# Alıştırma görevi a
Şırnak'taki duruma ilişkin metnin "Sağlık ve Sosyal" ile başlayıp "hal aldığını vurguladı." ile biten bölümünü harfi harfine yineleyin.

# Belge alıntısı

╭──

Sağlık ve Sosyal Hizmet Emekçileri Sendikası (SES) 31 Aralık 2015 – 2 Ocak 2016 arasında Şırnak’ta yaşananlar üzerine gözlemlerini ve yaptığı görüşmelerin sonuçlarını duyurdu.
Mevcut durumun bir insani krize işaret etiğini bildiren SES ulusal ve uluslararası demokratik örgüt ve kurumlara acil yardım çağrısında bulundu.
Tespitler
SES Şırnak’ın abluka altında olduğunu ve sağlık çalışanlarının öldürülmesinin sistematik bir hal aldığını vurguladı.
Onlarca sivilin cenazesinin Şırnak, Cizre, Silopi devlet hastanelerinde morglarda, soğuk hava depolarında bekletildiğini bildirdi.

╰──

# Sağlanan veriler
╭──

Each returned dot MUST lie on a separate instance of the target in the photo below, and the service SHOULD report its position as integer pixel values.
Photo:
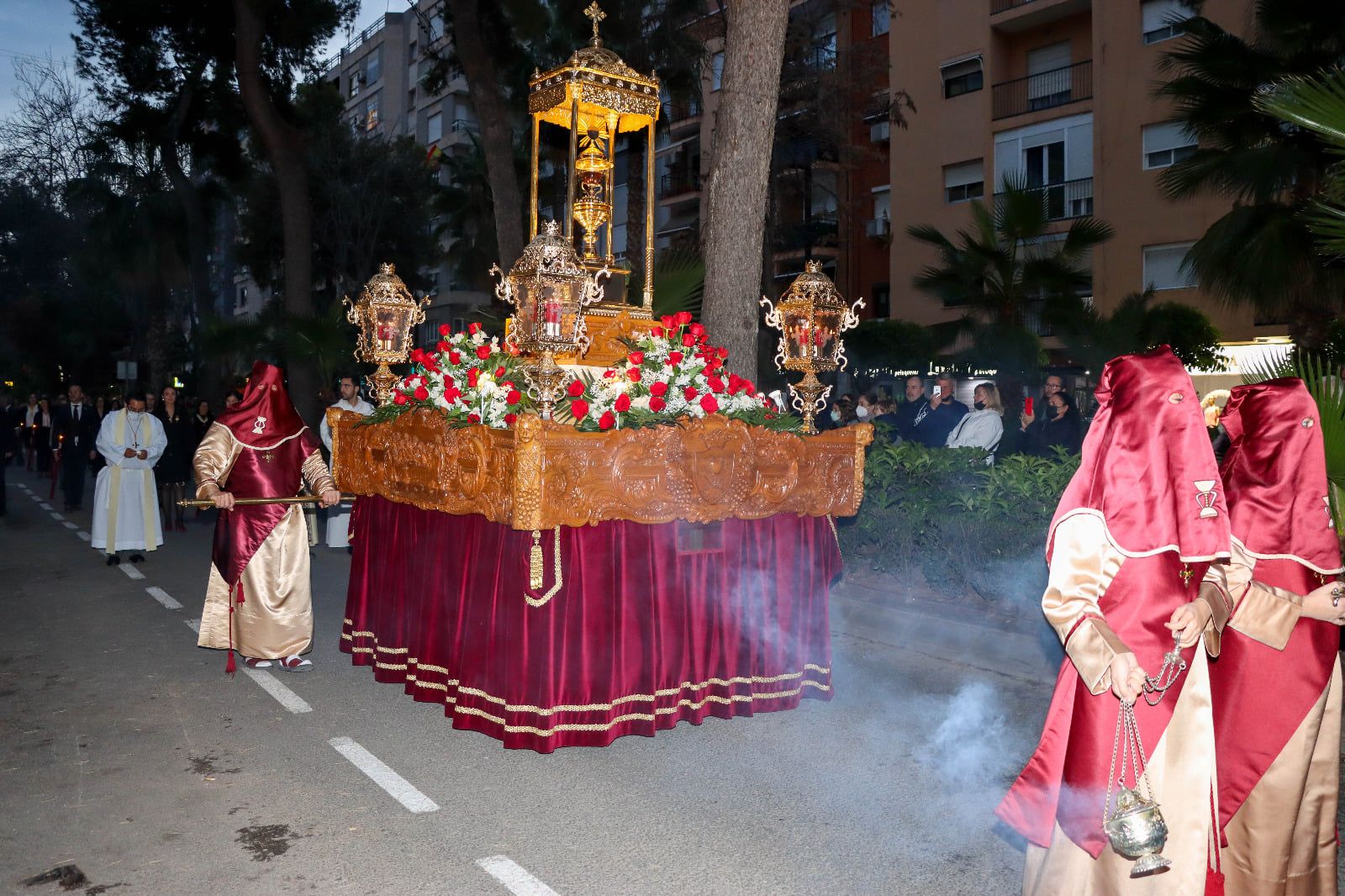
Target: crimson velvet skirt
(654, 625)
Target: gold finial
(596, 13)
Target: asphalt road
(127, 754)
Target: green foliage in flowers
(946, 513)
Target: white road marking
(510, 873)
(287, 698)
(378, 772)
(165, 598)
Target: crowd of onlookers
(55, 436)
(931, 414)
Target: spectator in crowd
(946, 412)
(982, 427)
(40, 436)
(30, 412)
(174, 467)
(74, 430)
(1062, 425)
(915, 405)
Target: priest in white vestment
(125, 510)
(338, 519)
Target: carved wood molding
(546, 474)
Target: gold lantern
(387, 311)
(549, 289)
(596, 98)
(811, 316)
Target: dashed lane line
(163, 598)
(284, 696)
(517, 878)
(377, 771)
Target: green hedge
(947, 514)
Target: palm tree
(1002, 272)
(1261, 253)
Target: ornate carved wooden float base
(540, 475)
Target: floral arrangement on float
(672, 373)
(468, 377)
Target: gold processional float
(544, 474)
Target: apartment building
(831, 172)
(380, 76)
(1062, 94)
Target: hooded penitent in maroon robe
(1134, 532)
(1277, 683)
(260, 448)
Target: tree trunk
(493, 116)
(284, 147)
(740, 172)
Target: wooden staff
(244, 502)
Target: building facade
(1060, 94)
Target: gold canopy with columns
(596, 96)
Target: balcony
(1042, 91)
(1009, 17)
(1066, 199)
(679, 186)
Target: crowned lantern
(385, 313)
(811, 316)
(595, 98)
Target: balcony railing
(677, 185)
(1042, 91)
(1064, 199)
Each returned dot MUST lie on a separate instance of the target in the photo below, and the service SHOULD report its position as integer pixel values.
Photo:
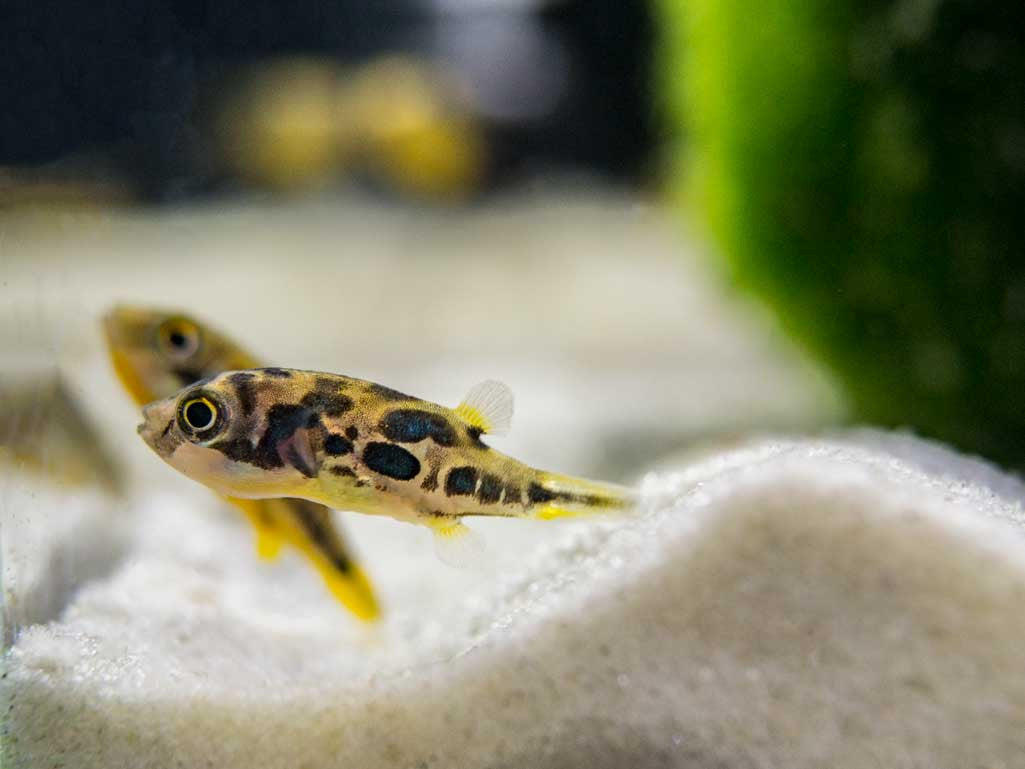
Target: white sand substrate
(856, 601)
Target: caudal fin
(555, 495)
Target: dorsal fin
(488, 406)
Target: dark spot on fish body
(282, 421)
(413, 426)
(329, 404)
(537, 494)
(491, 489)
(460, 481)
(387, 394)
(244, 391)
(475, 433)
(336, 445)
(431, 481)
(514, 494)
(391, 460)
(187, 376)
(296, 460)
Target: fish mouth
(158, 418)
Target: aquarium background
(667, 227)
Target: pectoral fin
(455, 543)
(488, 407)
(297, 451)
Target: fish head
(226, 433)
(155, 353)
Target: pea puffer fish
(157, 353)
(356, 445)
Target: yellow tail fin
(563, 496)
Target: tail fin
(560, 496)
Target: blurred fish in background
(433, 98)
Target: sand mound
(854, 602)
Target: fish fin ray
(488, 406)
(457, 545)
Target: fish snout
(157, 421)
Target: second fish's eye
(199, 416)
(178, 337)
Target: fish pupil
(199, 415)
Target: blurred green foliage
(862, 168)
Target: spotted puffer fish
(356, 445)
(155, 354)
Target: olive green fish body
(155, 354)
(357, 445)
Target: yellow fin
(488, 406)
(269, 539)
(550, 512)
(352, 589)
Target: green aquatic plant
(861, 166)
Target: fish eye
(200, 416)
(178, 337)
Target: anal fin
(269, 539)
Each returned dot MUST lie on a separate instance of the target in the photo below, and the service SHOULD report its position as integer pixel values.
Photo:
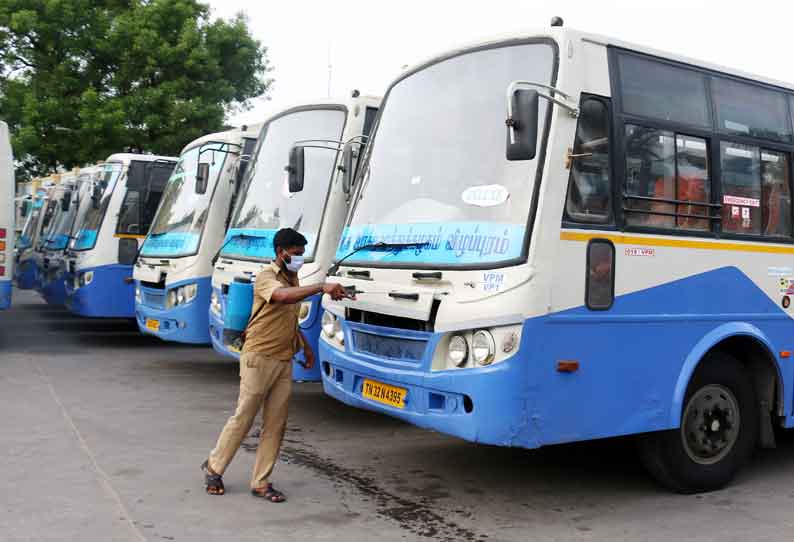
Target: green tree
(82, 79)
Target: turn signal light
(567, 366)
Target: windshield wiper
(394, 248)
(229, 240)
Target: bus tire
(712, 443)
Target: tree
(82, 79)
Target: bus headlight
(305, 311)
(215, 303)
(85, 278)
(329, 324)
(458, 351)
(181, 295)
(483, 347)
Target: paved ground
(102, 431)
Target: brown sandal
(270, 494)
(212, 480)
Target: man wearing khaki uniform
(272, 338)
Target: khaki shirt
(273, 329)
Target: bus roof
(561, 34)
(126, 157)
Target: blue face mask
(294, 264)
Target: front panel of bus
(174, 270)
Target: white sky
(370, 41)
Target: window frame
(590, 243)
(567, 219)
(714, 138)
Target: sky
(370, 42)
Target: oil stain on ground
(416, 517)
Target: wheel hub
(710, 426)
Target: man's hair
(287, 238)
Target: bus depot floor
(102, 432)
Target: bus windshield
(180, 220)
(265, 204)
(87, 226)
(437, 171)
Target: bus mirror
(522, 126)
(348, 169)
(136, 176)
(66, 201)
(128, 251)
(202, 178)
(295, 169)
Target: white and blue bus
(267, 204)
(561, 237)
(7, 216)
(99, 260)
(174, 269)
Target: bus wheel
(718, 433)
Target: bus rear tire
(718, 432)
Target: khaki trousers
(267, 384)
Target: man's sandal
(270, 494)
(212, 480)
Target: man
(272, 338)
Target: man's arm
(296, 294)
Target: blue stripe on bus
(635, 364)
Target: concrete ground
(103, 431)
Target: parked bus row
(552, 237)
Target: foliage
(82, 79)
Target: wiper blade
(394, 248)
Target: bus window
(749, 110)
(756, 198)
(589, 189)
(600, 287)
(650, 174)
(775, 194)
(662, 169)
(657, 90)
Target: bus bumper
(483, 405)
(186, 323)
(5, 294)
(110, 294)
(25, 275)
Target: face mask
(294, 264)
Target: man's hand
(336, 291)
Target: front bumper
(111, 293)
(485, 405)
(188, 323)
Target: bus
(7, 216)
(25, 270)
(99, 259)
(560, 237)
(267, 203)
(74, 199)
(173, 272)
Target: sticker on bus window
(743, 202)
(779, 271)
(488, 195)
(640, 251)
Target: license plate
(383, 393)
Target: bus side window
(600, 280)
(589, 197)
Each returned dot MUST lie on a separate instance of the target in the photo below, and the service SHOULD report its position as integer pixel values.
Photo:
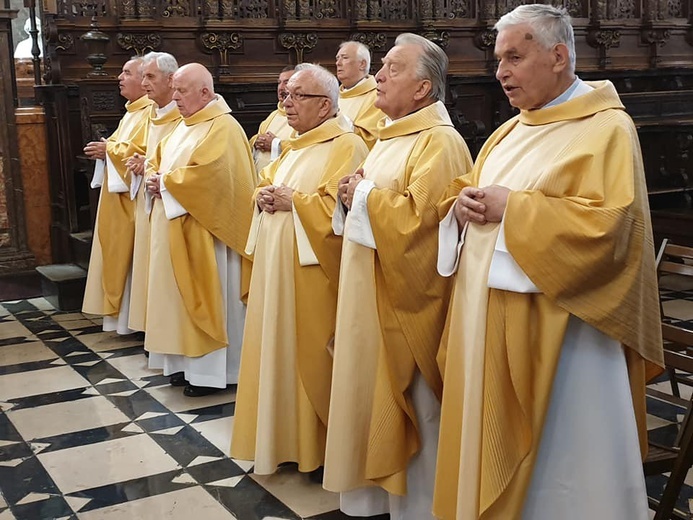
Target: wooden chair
(674, 260)
(678, 458)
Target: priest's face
(400, 90)
(307, 104)
(282, 83)
(531, 75)
(130, 80)
(350, 70)
(157, 84)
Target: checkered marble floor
(88, 432)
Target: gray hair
(433, 63)
(362, 53)
(325, 78)
(551, 26)
(165, 62)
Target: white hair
(325, 78)
(165, 62)
(433, 63)
(550, 25)
(362, 52)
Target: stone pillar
(14, 253)
(31, 136)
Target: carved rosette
(485, 39)
(603, 40)
(655, 38)
(176, 8)
(372, 40)
(222, 43)
(440, 38)
(299, 42)
(104, 101)
(139, 42)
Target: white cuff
(254, 230)
(115, 183)
(172, 207)
(450, 243)
(505, 273)
(339, 218)
(360, 230)
(276, 150)
(99, 173)
(306, 254)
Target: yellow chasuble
(112, 243)
(358, 104)
(277, 124)
(159, 127)
(286, 367)
(577, 222)
(392, 303)
(206, 165)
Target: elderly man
(384, 408)
(554, 326)
(358, 90)
(157, 80)
(284, 388)
(267, 143)
(202, 179)
(109, 278)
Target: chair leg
(674, 383)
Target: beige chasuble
(206, 165)
(358, 104)
(277, 124)
(284, 386)
(159, 127)
(577, 223)
(391, 304)
(112, 244)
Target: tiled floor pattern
(87, 432)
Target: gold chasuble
(206, 165)
(277, 124)
(358, 104)
(286, 366)
(577, 222)
(159, 127)
(391, 305)
(112, 244)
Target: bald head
(193, 88)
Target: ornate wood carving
(222, 43)
(299, 42)
(372, 40)
(655, 38)
(603, 40)
(139, 42)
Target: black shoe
(178, 379)
(200, 391)
(316, 475)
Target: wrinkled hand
(347, 186)
(96, 149)
(136, 164)
(264, 142)
(481, 205)
(153, 184)
(265, 199)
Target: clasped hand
(347, 187)
(135, 164)
(275, 198)
(481, 205)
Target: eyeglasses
(300, 96)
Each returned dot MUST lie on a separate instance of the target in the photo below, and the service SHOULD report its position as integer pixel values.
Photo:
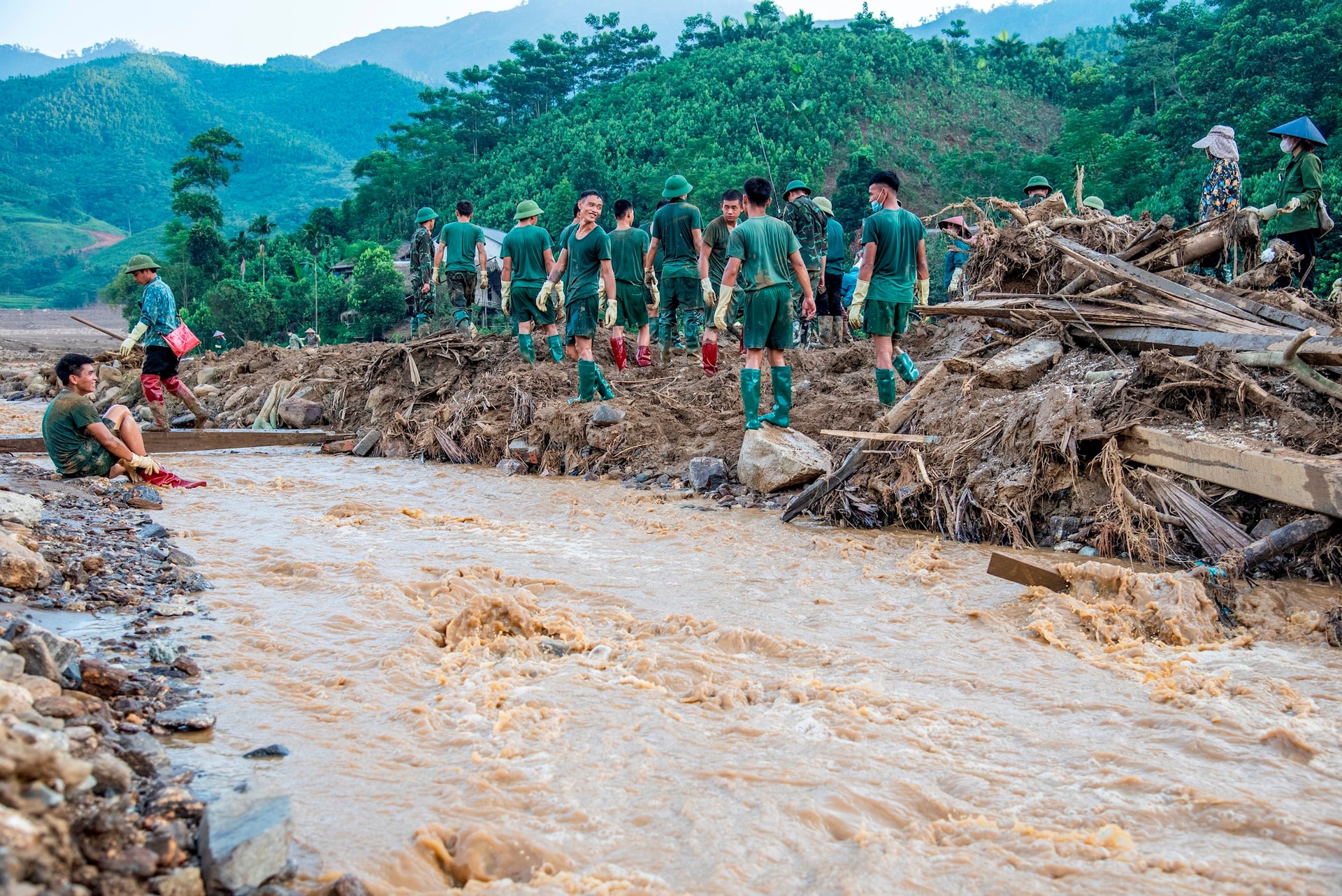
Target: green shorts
(886, 318)
(768, 315)
(582, 319)
(631, 308)
(522, 301)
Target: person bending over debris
(157, 318)
(461, 247)
(678, 231)
(763, 249)
(713, 262)
(894, 246)
(82, 443)
(633, 302)
(586, 258)
(526, 259)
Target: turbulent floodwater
(748, 707)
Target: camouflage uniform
(421, 273)
(809, 224)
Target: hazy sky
(250, 31)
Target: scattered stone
(607, 416)
(707, 472)
(189, 716)
(23, 510)
(245, 841)
(273, 750)
(1022, 365)
(773, 459)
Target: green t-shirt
(584, 266)
(717, 236)
(64, 431)
(459, 239)
(763, 245)
(674, 226)
(627, 251)
(526, 247)
(897, 233)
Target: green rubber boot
(587, 382)
(886, 388)
(781, 379)
(905, 365)
(751, 396)
(603, 388)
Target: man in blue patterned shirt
(157, 318)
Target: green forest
(773, 94)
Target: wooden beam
(180, 440)
(1257, 467)
(881, 436)
(1015, 569)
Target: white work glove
(720, 319)
(129, 342)
(145, 464)
(859, 296)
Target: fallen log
(1270, 471)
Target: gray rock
(707, 472)
(24, 510)
(189, 716)
(773, 459)
(607, 416)
(1023, 365)
(245, 841)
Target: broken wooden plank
(180, 440)
(1257, 467)
(1015, 569)
(881, 436)
(1321, 350)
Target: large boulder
(1023, 365)
(773, 459)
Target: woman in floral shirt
(1222, 188)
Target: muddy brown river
(575, 687)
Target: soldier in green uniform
(811, 226)
(526, 259)
(1037, 191)
(678, 231)
(894, 250)
(633, 302)
(713, 262)
(761, 251)
(419, 303)
(586, 258)
(462, 261)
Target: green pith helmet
(141, 263)
(677, 185)
(526, 208)
(1038, 180)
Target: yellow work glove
(145, 464)
(720, 319)
(859, 296)
(129, 342)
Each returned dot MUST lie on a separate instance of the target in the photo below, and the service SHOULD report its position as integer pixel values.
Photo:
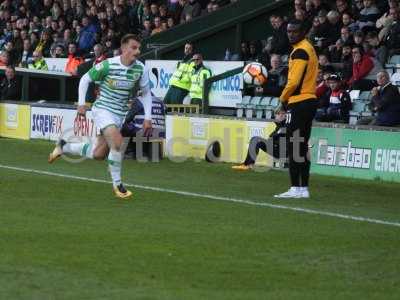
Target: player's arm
(96, 73)
(297, 69)
(146, 100)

╰──

# Alıştırma görevi b
Kayıtlarda "white" dizesini içeren satırları sayın; büyük-küçük harf farkı önemlidir. Yalnızca sayıyı yazın.

# Beklenen yanıt a
Sağlık ve Sosyal Hizmet Emekçileri Sendikası (SES) 31 Aralık 2015 – 2 Ocak 2016 arasında Şırnak’ta yaşananlar üzerine gözlemlerini ve yaptığı görüşmelerin sonuçlarını duyurdu.
Mevcut durumun bir insani krize işaret etiğini bildiren SES ulusal ve uluslararası demokratik örgüt ve kurumlara acil yardım çağrısında bulundu.
Tespitler
SES Şırnak’ın abluka altında olduğunu ve sağlık çalışanlarının öldürülmesinin sistematik bir hal aldığını vurguladı.

# Beklenen yanıt b
8